• _What you will do_:
Please repeat the records below exactly, skipping any pictures.

Dataset records
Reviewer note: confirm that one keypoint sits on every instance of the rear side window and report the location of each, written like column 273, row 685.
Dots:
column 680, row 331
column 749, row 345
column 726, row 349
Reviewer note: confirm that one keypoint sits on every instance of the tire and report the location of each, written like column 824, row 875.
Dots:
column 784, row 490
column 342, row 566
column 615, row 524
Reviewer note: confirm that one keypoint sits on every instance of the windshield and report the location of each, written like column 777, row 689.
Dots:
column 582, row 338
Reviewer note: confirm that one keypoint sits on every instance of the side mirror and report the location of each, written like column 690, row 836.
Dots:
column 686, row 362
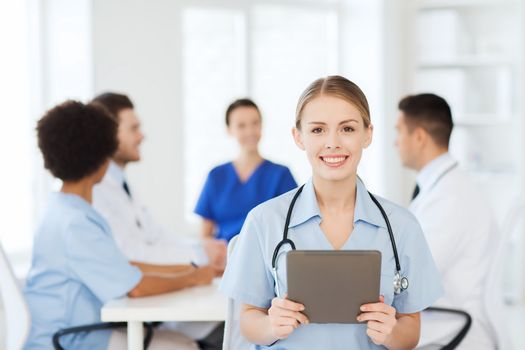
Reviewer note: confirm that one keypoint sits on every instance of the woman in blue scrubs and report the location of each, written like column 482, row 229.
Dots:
column 233, row 189
column 76, row 265
column 333, row 212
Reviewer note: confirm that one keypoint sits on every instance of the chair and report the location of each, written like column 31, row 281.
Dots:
column 494, row 296
column 233, row 339
column 17, row 316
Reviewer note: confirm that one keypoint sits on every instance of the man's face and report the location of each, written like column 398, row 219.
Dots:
column 406, row 143
column 129, row 137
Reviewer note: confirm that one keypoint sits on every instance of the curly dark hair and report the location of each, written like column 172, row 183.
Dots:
column 76, row 139
column 114, row 102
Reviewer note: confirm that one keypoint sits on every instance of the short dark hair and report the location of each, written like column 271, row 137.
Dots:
column 76, row 139
column 430, row 112
column 242, row 102
column 114, row 102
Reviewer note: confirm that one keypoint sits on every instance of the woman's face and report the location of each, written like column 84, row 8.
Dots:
column 245, row 126
column 333, row 134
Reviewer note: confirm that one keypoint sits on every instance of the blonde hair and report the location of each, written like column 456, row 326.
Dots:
column 336, row 86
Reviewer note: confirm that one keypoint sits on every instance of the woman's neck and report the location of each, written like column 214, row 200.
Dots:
column 82, row 188
column 335, row 196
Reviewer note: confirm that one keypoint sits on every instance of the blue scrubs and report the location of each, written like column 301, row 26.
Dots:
column 76, row 268
column 226, row 200
column 251, row 261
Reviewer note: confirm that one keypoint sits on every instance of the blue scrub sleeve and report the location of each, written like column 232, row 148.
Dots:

• _Result for this task_:
Reviewer note: confirm that one keypoint sits on every instance of the rear side window and report the location of each, written like column 273, row 685.
Dots:
column 680, row 331
column 749, row 345
column 726, row 349
Reviewer note: confirm that one keypoint sits on every instance of the tire and report the location of each, written like column 824, row 875.
Dots:
column 784, row 490
column 342, row 566
column 615, row 524
Reviewer note: confirm that one keypoint sits on every instance of the windshield and report the location of each, written like column 777, row 689.
Dots:
column 582, row 338
Reviewer note: confirm that one keypoint sits on every instance of the side mirror and report the location of each, written like column 690, row 836.
Dots:
column 686, row 362
Reviewer note: confirm that one keypoint sits on every instance of the woman in blue scrubs and report the location of each, written like column 482, row 229.
Dots:
column 233, row 189
column 76, row 265
column 333, row 212
Reviewer note: confirm that one keypoint sits on every instance of the chair and report the location of each, written like column 31, row 281.
Dots:
column 494, row 296
column 233, row 339
column 17, row 316
Reviewer note: confirm that one keypoint sits on every instance of the man's face and report the location of each, written like column 398, row 219.
Dots:
column 406, row 143
column 129, row 137
Reviewer note: confirm that one keypoint sits on every instance of the curly dark hair and report the location of each, written like column 172, row 183.
Dots:
column 76, row 139
column 114, row 102
Reviewer note: confirm that one keypoint sits on every instance of the short dark hair and report the location of each, written like column 271, row 137.
Dots:
column 76, row 139
column 430, row 112
column 242, row 102
column 114, row 102
Reviewer note: confirm that one keypoint sits on every instance of the woman's face and report the location of each, written like column 84, row 8.
Dots:
column 245, row 126
column 333, row 134
Reviewer note: confirm that one keypoint sits on every instance of the blonde hair and report the location of each, written like column 456, row 326.
Dots:
column 336, row 86
Reviewer note: confirm that one keypoint sits on every instance of the woman's neck and report the location of each, written like column 214, row 200.
Dots:
column 82, row 188
column 335, row 196
Reviewer note: confirm that one keypoint sits on every instance of the blue scrubs and report the location of each, written like column 301, row 26.
Dots:
column 76, row 268
column 226, row 200
column 251, row 261
Reviewer note: confirm that one keypoint sits on every instance of the blue scrub sleeve and report the location of each, written like column 232, row 148.
Dots:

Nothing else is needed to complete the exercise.